**Reading passage**
++++++++++
Jesse W. Barrett, Attorney-General, and Henry Davis, Assistant Attorney-General, for respondent.

(1) The information is in approved form. State v. Fitzporter, 93 Mo. 392: Sherwood's Com. on the Criminal Law of Mo., p. 63. An information which fails to allege that the wounding was done feloniously will nevertheless be held good if all the issues averred are so connected as to show the homicidal act was done feloniously. State v. Ferguson, 162 Mo. 672; State v. Birks, 199 Mo. 265, 271; State v. Taylor, 190 S.W. 332. (2) A prima-facie case of the non-necessity of producing an abortion in order to save the life of the child or the mother is made out by proof of the fact that the mother was in good health or in her usual and ordinary condition of health immediately prior to the commission upon her of the abortion charged. State v. De Groat, 259 Mo. 364, 380; 1 R.C.L. p. 78, sec. 14. (3) A declaration made in the belief of impending dissolution is admissible in evidence in all cases of homicide, and such a declaration made by a woman who has died as a result of a criminal operation is made so by statute. Sec. 4034, R.S. 1919; State v. Stewart, 178 Mo. 192. (a) Though the declarations of deceased were inadmissible at their first utterance, yet after having subsequently become conscious that she was dying if she re-affirmed them, they were then admissible as dying declarations. State v. Evans, 124 Mo. 397; State v. Garth, 164 Mo. 553, 563; State v. Thomas, 180 S.W. 886. (b) The admissibility of dying declarations is for the court to determine and not the jury. State v. Zorn, 202 Mo. 12; State v. Gow, 235 Mo. 307. (c) A part of the dying declarations consisted of opinions or conclusions of the declarant. They were not objected to and the error in their introduction into evidence is not available to the appellant in this court. (4) Instruction 2 is in approved form. It does not assume that the negatives of the statute had been proved. State v. Aitken, 240 Mo. 254, 263; State v. Bickel, 177 S.W. 310.


The appellant, a practising physician in Kansas City, was tried before a jury in the Circuit Court of Jackson County, and on May 28, 1920, was found guilty of manslaughter in that he caused the death of Margaret Marts in attempting to produce an abortion upon her, in violation of Section 3239, Revised Statutes 1919.
++++++++++
**Exercise aim**
Reproduce word for word the part of the passage on the manslaughter appeal starting with "The appellant, a" and going on through "Revised Statutes 1919.".
++++++++++
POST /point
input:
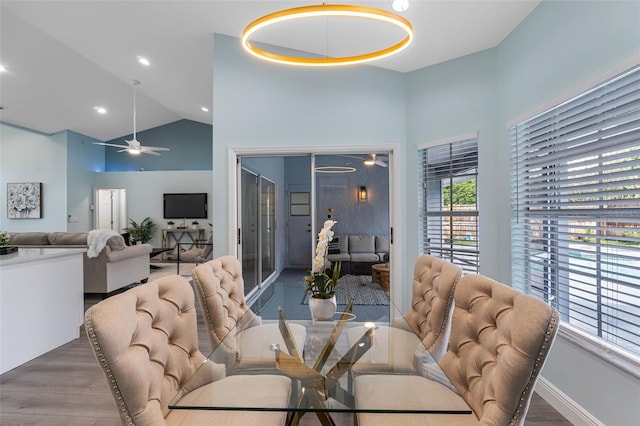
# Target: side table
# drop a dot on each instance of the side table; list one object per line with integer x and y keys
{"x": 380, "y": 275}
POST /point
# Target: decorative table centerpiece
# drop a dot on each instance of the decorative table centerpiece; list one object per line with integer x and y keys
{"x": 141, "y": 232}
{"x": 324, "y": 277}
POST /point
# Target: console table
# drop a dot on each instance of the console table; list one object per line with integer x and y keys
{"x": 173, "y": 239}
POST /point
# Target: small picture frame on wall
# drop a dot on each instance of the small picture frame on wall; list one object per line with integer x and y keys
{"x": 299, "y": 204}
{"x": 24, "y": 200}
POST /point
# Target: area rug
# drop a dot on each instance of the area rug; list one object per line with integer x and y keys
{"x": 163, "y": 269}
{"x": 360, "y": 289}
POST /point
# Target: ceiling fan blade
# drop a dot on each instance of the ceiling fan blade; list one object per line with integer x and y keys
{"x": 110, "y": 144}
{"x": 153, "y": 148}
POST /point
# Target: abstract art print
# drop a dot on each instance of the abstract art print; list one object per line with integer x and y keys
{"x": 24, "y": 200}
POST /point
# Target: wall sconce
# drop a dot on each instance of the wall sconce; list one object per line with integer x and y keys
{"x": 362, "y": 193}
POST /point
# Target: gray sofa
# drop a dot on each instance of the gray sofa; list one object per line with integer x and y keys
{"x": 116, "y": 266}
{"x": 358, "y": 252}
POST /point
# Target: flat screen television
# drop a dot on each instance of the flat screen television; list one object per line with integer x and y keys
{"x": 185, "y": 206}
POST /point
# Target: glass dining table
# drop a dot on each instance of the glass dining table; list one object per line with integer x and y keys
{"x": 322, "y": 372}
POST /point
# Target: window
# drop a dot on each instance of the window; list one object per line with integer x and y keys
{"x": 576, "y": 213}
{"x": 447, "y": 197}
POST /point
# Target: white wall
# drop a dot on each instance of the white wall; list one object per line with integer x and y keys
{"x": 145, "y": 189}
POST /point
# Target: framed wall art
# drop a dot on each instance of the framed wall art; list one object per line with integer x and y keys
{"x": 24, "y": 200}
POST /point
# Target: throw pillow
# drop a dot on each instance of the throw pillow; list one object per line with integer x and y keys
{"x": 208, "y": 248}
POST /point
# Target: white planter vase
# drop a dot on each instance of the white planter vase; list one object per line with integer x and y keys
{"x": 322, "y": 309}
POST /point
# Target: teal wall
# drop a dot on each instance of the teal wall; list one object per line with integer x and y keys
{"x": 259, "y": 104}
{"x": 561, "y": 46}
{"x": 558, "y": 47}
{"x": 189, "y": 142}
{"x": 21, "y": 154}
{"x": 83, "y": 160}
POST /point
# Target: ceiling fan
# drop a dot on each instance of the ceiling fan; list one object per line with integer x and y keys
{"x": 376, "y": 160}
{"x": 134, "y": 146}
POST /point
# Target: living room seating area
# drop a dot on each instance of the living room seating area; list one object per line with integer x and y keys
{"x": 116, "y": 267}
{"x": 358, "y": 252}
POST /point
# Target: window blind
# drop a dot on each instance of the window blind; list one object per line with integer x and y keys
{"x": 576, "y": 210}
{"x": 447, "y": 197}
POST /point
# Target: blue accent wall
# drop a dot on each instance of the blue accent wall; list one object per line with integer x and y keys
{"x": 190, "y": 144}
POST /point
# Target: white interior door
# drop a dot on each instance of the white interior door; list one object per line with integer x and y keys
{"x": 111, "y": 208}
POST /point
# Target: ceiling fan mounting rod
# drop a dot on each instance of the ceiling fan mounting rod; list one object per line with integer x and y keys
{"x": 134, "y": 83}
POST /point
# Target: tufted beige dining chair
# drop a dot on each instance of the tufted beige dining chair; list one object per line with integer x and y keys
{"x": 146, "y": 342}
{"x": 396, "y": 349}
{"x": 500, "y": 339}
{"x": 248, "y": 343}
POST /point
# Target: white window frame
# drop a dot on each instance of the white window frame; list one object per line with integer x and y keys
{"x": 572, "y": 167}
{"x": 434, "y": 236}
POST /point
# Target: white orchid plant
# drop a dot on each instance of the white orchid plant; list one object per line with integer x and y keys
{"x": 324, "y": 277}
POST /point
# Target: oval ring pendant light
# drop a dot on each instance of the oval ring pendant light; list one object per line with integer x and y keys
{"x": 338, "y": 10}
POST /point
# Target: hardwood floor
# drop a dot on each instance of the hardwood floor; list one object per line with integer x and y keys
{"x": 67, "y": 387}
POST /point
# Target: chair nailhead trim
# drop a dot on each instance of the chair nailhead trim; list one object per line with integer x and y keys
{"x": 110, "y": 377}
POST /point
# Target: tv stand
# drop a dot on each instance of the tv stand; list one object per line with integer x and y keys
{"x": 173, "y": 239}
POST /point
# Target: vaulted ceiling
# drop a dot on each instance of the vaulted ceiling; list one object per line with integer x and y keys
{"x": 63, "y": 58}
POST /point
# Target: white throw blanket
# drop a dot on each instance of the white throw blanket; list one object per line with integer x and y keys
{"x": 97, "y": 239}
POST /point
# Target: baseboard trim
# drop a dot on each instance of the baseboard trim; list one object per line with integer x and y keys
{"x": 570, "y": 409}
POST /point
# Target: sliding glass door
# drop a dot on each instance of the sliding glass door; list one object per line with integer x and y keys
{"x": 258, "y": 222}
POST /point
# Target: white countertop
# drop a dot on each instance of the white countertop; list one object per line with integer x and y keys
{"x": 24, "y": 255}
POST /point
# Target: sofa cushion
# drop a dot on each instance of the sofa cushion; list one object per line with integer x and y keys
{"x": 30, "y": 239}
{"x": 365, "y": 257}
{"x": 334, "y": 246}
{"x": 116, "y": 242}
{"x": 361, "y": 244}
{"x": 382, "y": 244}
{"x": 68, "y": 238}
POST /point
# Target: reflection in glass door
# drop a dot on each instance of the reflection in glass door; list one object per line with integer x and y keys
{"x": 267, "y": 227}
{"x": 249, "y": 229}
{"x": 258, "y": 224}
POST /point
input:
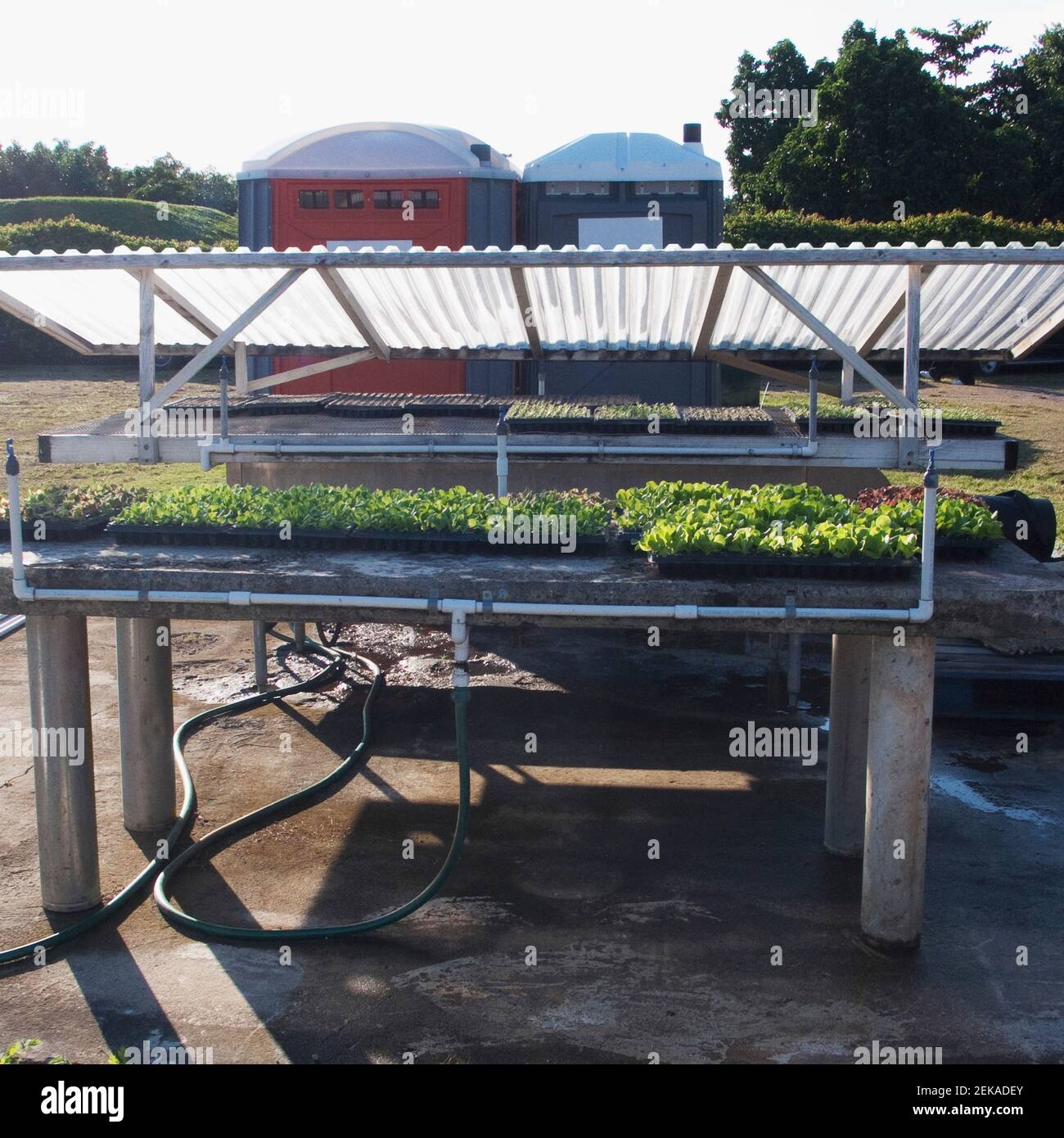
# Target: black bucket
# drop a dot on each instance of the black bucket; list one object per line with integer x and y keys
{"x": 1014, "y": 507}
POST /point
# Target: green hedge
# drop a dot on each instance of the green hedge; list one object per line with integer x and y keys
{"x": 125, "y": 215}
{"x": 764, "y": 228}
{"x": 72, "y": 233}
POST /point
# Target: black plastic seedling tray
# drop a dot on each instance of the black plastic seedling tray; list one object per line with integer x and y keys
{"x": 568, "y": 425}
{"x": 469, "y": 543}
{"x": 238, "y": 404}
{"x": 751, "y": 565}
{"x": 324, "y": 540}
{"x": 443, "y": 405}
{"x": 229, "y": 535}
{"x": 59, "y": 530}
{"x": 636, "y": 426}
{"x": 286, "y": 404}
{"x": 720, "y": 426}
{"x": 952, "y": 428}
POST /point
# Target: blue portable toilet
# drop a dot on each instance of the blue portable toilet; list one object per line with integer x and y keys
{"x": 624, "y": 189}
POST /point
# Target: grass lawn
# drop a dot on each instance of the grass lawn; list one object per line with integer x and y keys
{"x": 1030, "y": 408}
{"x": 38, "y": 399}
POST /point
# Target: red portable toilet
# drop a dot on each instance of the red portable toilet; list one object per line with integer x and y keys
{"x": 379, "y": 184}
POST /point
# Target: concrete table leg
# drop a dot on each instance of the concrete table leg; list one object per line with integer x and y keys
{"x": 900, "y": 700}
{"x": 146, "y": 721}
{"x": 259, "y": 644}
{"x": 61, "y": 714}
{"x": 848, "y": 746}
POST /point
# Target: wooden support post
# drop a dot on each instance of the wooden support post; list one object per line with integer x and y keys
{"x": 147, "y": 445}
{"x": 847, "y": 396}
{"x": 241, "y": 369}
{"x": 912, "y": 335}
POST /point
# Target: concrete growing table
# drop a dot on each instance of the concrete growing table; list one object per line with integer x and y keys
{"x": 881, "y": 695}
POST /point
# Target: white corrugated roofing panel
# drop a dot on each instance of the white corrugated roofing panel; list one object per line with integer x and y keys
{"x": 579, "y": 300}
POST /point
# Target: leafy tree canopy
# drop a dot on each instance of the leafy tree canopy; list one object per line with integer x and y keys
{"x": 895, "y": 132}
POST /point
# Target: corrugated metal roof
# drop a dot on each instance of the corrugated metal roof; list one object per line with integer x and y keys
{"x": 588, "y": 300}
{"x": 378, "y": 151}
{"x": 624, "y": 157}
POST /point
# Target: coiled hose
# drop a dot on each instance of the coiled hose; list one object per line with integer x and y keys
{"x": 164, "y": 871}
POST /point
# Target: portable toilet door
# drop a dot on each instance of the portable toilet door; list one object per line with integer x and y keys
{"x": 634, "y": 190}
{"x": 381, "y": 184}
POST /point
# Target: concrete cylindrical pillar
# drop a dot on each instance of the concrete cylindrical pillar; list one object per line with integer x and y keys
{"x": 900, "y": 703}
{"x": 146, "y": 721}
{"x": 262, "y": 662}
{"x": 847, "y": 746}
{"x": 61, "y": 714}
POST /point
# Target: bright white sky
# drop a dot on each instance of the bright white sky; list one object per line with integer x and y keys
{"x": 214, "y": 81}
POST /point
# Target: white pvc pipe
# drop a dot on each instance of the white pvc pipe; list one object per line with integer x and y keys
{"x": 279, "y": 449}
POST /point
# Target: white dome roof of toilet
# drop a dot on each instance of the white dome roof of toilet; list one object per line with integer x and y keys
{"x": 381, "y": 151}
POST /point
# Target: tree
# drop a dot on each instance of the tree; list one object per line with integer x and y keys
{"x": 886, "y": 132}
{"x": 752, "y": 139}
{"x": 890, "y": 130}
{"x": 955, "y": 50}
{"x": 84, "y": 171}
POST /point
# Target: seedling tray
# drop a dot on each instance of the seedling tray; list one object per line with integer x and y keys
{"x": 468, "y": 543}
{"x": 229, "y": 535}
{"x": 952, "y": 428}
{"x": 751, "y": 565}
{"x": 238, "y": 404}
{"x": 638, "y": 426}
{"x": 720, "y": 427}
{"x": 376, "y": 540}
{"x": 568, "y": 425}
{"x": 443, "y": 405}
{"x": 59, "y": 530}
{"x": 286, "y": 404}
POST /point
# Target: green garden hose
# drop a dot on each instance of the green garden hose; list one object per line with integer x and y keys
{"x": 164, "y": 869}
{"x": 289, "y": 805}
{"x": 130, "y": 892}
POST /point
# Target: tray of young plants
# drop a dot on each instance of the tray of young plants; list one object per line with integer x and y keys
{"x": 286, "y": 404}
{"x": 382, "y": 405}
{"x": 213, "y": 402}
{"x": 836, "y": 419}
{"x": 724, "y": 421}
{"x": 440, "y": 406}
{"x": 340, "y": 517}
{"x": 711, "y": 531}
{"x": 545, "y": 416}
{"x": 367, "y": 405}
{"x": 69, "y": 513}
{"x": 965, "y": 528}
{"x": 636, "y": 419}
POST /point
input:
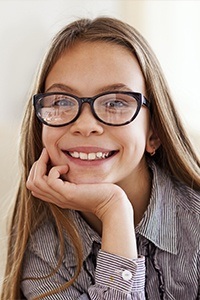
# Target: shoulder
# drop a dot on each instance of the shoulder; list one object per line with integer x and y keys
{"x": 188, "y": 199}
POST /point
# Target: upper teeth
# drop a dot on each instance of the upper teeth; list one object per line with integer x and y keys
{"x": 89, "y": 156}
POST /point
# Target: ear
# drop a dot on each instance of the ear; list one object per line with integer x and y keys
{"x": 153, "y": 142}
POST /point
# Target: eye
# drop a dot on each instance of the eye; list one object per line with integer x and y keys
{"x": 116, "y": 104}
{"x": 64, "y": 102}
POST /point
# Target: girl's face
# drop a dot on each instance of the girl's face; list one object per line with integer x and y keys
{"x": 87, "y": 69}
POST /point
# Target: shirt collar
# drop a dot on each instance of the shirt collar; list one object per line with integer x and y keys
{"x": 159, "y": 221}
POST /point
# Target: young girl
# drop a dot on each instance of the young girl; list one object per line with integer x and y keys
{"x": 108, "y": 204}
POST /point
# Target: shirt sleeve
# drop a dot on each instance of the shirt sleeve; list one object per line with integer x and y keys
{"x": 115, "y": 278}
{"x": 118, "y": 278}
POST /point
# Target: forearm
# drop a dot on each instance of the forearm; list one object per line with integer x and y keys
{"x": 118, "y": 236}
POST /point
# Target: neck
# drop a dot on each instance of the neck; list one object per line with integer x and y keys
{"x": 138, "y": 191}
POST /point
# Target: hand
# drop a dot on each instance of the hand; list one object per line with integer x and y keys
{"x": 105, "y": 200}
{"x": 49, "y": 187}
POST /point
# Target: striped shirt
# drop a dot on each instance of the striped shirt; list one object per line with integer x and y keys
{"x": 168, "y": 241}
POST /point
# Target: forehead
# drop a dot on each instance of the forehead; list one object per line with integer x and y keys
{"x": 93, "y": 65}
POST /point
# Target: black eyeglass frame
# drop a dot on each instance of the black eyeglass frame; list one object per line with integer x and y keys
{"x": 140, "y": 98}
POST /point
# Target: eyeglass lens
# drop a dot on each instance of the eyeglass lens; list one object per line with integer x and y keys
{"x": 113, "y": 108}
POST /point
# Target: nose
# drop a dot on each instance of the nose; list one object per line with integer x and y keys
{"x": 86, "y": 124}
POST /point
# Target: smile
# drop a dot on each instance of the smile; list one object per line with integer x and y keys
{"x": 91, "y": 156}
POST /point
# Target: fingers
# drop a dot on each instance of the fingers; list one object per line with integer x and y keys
++++++++++
**Task answer**
The appellant, a practising physician in Kansas City, was tried before a jury in the Circuit Court of Jackson County, and on May 28, 1920, was found guilty of manslaughter in that he caused the death of Margaret Marts in attempting to produce an abortion upon her, in violation of Section 3239, Revised Statutes 1919.